◆ What you are asked to do:
Copy out exactly the lines from the start of the data to the line containing "positive clicks: (341, 171) (404, 146)". Include both.

Saved data entries
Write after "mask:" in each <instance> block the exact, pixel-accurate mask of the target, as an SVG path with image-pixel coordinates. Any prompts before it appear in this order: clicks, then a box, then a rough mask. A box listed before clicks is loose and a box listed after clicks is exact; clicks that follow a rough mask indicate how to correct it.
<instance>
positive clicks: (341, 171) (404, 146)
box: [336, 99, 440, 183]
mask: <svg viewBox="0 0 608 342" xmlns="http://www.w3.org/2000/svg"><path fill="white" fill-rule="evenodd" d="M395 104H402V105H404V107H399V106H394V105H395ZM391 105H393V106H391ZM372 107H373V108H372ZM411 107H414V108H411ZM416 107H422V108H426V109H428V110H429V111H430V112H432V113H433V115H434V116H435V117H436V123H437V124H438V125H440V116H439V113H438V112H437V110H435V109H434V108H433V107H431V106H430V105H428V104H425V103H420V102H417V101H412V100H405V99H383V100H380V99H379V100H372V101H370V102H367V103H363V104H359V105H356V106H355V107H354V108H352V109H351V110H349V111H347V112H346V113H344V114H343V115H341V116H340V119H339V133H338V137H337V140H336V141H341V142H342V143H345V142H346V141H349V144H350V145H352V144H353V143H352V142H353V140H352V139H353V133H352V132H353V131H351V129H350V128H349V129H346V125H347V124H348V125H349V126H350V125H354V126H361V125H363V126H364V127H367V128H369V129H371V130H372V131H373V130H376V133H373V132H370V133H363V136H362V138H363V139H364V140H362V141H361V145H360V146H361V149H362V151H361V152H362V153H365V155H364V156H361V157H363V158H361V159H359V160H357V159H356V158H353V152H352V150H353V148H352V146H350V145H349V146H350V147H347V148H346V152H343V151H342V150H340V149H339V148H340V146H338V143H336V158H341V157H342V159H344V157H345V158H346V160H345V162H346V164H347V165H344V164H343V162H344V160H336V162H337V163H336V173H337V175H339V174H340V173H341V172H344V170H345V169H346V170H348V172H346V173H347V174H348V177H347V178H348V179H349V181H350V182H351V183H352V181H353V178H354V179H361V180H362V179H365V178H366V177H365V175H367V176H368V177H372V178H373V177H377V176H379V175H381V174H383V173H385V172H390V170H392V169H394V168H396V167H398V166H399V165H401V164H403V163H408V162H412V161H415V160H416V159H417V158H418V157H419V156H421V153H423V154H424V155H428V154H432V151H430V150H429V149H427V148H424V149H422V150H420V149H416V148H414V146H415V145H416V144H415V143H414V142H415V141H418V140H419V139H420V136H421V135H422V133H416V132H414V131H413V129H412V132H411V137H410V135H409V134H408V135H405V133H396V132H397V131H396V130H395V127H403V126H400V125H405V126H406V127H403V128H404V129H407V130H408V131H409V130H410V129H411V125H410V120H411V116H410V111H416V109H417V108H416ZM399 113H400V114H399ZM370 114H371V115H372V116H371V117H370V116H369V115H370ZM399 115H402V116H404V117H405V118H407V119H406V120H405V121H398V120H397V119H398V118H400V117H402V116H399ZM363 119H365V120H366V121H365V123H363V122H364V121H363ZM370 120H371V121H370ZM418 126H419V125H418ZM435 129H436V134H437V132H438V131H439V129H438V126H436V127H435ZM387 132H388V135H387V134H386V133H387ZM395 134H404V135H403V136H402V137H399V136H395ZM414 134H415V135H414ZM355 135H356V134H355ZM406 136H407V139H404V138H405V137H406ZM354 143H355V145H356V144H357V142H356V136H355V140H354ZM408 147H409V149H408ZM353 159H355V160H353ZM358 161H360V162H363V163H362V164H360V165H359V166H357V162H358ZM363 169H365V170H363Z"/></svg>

◆ Answer to this task:
Write after "mask:" in each <instance> block the exact, pixel-accurate mask of the target, as an SVG path with image-pixel coordinates. Any prompts before it appear in this order: clicks, then a box, then a rough mask. A box listed before clicks is loose and a box listed after clicks is exact; clicks that follow a rough mask indicate how to correct it.
<instance>
positive clicks: (341, 171) (404, 146)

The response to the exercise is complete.